> _EXCERTO FORNECIDO_:
■ ■ ■ ■ ■ ■ ■
O Primeiro Sermão - Sete sermões aos mortos
Excerto do livro "A Gnose de Jung e os Setes
Sermões aos Mortos", Stephan A. Hoeller, Editora Cultrix:
O Primeiro Sermão
"Os mortos retornaram de
Jerusalém, onde não encontraram o que buscavam. Eles pediram para ser admitidos
à minha presença e exigiram ser por mim instruídos; assim, eu os instruí:
Ouvi: Eu começo com nada. Nada é o
mesmo que plenitude. No estado de infinito, plenitude é o mesmo que vazio. O
Nada é ao mesmo tempo vazio e pleno. Pode-se também afirmar alguma outra coisa
a respeito do nada, ou seja, que é branco ou negro, existente ou inexistente.
Aquilo que é infinito e eterno não possui qualidades porque contém todas as
qualidades.
O Nada ou plenitude é por nós chamado
de o PLEROMA. Nele, pensamento e existência cessam, porque o eterno é
desprovido de qualidades. Nele, não existe ninguém, porque se existisse alguém,
este então se diferenciaria do Pleroma e possuiria qualidades que o
distinguiriam do Pleroma.
No Pleroma não existe nada e existe
tudo: não é bom pensar sobre o Pleroma, pois fazê-lo significaria dissolução.
O MUNDO CRIADO não está no Pleroma,
mas em si mesmo. O Pleroma é o princípio e o fim do mundo criado. O Pleroma
penetra o mundo criado como a luz solar penetra toda a atmosfera. Embora o
Pleroma penetre-o por completo, o mundo criado, não participa dele, da mesma
forma que um corpo sumamente transparente não se torna, escuro ou colorido como
resultado da passagem da luz por ele. Nós mesmos, no entanto, somos o Pleroma e
assim sendo, o Pleroma está presente em nós. Mesmo no ponto mais minúsculo, o
Pleroma está presente sem limite algum, eterna e completamente, porque pequeno
e grande são qualidades estranhas ao Pleroma. Ele é o nada onipresente,
completo e infinito. Eis por que vos falo do mundo criado como uma porção do
Pleroma, mas unicamente em sentido alegórico; pois o Pleroma não se divide em
partes, por ser nada. Somos também o Pleroma como um todo; visto que num
aspecto figurativo o Pleroma é um ponto excessivamente pequeno, hipotético,
quase inexistente em nós, sendo igualmente o firmamento ilimitado do cosmo à
nossa volta. Por que então discorremos sobre o Pleroma, se Le é o todo e também
o nada?
■ ■ ■ ■ ■ ■ ■
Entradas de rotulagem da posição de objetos

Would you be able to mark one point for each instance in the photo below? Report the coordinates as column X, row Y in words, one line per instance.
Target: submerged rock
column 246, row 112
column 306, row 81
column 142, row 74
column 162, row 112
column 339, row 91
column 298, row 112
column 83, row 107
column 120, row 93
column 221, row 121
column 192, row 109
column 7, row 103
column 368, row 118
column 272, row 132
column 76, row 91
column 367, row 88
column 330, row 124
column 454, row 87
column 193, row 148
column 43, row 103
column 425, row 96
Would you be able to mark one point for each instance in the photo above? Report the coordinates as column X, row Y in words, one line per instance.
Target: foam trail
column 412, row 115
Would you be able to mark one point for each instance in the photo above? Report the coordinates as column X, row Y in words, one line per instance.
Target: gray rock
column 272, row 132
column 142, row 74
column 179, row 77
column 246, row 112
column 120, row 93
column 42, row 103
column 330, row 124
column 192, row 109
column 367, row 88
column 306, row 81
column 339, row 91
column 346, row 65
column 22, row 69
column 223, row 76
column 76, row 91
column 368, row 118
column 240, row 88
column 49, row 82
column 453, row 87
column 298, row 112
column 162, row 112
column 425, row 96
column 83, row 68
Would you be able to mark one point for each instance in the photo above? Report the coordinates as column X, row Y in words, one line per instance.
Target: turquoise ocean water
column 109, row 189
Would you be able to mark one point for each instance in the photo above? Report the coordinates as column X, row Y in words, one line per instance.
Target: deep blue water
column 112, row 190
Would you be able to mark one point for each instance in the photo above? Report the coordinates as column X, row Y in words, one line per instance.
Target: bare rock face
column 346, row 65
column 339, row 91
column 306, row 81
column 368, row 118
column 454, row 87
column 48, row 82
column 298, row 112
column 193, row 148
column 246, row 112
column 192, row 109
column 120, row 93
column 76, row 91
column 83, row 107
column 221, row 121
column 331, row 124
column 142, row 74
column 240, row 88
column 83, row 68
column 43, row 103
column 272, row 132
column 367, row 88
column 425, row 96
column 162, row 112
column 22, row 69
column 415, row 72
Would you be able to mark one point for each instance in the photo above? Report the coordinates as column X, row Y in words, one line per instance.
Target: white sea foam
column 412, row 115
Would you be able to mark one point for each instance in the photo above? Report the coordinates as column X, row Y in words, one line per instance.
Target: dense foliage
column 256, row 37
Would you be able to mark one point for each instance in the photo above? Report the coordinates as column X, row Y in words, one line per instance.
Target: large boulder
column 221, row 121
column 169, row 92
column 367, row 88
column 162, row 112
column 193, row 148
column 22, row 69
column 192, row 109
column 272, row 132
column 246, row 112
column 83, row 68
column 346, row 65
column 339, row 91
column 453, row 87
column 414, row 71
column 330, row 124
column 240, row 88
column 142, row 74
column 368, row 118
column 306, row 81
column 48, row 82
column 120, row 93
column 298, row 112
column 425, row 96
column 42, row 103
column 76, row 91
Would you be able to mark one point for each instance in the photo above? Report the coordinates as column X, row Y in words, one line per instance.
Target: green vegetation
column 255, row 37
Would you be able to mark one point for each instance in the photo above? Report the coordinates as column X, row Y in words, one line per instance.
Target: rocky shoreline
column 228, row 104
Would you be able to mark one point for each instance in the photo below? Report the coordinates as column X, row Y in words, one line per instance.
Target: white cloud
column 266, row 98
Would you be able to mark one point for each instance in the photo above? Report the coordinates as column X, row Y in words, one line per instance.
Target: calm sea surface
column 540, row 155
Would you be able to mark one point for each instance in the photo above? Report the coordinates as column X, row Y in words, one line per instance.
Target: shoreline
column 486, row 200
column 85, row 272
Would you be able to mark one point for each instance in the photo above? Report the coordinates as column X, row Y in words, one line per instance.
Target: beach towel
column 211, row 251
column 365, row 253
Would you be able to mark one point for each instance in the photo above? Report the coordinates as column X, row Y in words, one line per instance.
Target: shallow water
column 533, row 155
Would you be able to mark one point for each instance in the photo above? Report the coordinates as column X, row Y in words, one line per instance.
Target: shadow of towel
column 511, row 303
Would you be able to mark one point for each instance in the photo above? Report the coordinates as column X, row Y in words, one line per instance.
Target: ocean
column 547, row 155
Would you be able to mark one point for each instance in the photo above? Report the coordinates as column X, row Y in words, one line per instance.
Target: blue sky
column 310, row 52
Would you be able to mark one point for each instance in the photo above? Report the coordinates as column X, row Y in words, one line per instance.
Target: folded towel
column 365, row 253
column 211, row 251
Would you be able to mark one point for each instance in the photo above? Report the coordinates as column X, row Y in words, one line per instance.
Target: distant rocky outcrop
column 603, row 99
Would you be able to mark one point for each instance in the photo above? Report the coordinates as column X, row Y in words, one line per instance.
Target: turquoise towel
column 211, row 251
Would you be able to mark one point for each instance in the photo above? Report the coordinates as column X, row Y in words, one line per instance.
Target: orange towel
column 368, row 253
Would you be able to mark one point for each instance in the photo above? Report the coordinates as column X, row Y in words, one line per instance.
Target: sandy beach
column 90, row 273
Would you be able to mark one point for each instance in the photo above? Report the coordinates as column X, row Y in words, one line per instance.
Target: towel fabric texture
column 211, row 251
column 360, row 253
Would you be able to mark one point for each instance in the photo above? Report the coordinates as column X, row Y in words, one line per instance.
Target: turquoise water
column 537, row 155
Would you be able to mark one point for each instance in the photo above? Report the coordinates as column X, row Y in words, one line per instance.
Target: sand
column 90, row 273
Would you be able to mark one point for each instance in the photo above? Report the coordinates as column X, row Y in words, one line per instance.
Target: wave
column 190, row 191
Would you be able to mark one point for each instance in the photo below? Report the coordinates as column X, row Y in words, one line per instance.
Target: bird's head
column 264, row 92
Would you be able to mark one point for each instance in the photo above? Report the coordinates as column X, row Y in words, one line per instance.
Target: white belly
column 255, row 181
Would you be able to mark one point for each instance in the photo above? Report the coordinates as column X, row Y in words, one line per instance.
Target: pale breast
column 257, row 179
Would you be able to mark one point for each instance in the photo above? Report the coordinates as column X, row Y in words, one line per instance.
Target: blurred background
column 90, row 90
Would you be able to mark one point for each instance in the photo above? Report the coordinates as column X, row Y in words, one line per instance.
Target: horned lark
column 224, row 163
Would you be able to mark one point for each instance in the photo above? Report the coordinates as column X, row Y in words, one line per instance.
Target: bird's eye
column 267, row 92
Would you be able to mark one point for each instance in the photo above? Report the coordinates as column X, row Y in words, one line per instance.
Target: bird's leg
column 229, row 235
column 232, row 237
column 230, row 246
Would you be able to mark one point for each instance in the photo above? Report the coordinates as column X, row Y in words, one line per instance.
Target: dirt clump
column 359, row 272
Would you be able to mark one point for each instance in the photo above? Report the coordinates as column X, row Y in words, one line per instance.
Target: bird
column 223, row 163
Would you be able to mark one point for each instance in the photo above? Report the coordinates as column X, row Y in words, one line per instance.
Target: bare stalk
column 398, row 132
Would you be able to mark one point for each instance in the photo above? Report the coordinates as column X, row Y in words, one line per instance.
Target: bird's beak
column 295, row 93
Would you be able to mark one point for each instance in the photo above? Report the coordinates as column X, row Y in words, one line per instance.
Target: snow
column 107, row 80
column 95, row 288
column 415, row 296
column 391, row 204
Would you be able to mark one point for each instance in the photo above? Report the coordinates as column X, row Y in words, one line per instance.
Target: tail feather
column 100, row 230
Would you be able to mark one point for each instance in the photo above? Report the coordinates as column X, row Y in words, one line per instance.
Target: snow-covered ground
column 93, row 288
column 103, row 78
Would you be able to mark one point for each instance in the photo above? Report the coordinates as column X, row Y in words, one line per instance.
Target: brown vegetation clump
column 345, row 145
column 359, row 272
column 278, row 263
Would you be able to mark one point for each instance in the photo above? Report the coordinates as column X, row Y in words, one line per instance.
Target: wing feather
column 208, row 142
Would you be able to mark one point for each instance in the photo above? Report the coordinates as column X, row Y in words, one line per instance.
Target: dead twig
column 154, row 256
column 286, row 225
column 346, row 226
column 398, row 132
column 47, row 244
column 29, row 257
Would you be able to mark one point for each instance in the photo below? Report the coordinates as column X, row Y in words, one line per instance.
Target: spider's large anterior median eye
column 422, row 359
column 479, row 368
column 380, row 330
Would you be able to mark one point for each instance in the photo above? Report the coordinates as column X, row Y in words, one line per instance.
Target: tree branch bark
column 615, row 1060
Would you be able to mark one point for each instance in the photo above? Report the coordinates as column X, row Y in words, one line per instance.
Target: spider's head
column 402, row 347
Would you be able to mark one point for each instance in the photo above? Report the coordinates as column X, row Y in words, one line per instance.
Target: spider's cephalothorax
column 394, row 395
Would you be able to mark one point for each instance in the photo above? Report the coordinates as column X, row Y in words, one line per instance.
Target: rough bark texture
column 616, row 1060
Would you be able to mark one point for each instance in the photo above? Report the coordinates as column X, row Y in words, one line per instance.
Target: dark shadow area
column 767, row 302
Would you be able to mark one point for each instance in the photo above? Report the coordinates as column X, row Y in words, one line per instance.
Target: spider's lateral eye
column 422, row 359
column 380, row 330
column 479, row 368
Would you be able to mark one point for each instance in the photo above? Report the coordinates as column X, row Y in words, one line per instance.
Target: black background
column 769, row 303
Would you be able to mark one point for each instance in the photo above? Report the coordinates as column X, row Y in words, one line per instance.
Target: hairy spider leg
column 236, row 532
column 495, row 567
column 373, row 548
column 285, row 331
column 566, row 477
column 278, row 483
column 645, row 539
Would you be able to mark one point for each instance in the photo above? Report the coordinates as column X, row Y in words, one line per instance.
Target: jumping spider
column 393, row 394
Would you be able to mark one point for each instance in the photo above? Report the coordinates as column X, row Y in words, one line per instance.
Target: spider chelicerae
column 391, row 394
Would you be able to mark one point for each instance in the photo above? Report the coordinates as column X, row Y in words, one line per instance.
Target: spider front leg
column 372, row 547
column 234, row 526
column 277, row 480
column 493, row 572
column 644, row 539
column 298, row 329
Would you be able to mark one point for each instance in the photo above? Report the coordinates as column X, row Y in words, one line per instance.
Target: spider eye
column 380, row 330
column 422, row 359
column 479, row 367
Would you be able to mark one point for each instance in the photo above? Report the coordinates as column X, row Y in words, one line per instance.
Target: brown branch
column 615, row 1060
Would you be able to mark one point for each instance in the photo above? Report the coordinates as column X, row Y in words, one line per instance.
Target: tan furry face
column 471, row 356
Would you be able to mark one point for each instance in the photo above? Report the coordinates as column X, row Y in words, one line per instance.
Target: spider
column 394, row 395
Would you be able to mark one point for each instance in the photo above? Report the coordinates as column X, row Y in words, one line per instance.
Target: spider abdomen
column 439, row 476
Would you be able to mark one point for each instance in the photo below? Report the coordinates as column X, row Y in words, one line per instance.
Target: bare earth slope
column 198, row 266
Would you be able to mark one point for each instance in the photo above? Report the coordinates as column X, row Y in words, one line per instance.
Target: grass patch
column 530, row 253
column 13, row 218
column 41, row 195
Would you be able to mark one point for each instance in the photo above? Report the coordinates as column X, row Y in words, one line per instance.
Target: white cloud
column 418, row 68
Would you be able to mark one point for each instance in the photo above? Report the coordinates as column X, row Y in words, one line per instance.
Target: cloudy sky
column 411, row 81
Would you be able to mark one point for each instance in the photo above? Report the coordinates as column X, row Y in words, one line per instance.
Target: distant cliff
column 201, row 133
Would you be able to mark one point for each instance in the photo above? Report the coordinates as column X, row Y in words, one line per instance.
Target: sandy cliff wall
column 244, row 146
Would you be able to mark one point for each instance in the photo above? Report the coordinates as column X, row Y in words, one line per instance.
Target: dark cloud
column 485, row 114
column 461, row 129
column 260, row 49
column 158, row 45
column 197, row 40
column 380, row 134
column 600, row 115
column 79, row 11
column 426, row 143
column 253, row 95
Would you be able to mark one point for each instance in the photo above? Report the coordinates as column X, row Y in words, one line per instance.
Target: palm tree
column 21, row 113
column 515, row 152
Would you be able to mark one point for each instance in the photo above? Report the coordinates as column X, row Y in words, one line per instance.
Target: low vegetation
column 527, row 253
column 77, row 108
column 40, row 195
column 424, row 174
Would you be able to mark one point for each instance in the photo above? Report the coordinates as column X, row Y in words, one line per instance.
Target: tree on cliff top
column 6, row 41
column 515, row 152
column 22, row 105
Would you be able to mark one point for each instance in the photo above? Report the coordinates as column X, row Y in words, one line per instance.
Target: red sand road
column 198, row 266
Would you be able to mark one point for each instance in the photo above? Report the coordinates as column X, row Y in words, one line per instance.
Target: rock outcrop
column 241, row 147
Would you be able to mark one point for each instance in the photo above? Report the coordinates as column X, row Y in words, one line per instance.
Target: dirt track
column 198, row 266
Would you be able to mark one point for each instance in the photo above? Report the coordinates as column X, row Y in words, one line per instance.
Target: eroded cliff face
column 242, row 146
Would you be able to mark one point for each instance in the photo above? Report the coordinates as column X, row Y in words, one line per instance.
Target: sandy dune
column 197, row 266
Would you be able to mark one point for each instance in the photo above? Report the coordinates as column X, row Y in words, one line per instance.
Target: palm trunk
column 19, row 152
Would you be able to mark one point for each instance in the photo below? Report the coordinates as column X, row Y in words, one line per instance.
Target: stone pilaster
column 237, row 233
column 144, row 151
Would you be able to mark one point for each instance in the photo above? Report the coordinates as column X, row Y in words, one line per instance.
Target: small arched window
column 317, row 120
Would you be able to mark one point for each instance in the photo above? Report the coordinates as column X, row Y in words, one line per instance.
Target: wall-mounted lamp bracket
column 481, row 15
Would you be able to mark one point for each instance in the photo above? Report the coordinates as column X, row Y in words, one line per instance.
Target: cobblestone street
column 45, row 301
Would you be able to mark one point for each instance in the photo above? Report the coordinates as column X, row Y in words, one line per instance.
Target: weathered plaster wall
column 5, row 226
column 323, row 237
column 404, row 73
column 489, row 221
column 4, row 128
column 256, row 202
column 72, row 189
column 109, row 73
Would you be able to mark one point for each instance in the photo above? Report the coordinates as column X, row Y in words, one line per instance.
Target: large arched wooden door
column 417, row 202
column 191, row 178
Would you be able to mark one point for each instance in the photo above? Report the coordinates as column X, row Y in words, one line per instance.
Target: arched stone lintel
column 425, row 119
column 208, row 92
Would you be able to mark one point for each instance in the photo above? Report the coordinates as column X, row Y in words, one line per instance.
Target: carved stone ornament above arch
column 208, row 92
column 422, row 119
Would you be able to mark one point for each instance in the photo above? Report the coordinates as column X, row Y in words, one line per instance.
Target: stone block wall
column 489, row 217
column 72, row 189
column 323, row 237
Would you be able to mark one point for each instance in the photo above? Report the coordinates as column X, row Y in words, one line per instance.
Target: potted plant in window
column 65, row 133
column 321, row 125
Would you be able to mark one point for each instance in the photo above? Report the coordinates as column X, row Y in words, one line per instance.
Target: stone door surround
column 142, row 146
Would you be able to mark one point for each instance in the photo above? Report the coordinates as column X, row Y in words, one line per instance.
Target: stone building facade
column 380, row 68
■ ■ ■ ■ ■ ■ ■
> _ENUNCIADO DO EXERCÍCIO_: Segundo o excerto fornecido, que nome recebe o Nada ou plenitude? Os dados não são necessários para resolver a tarefa.

> _RESPOSTA DO EXERCÍCIO_: Recebe o nome de Pleroma.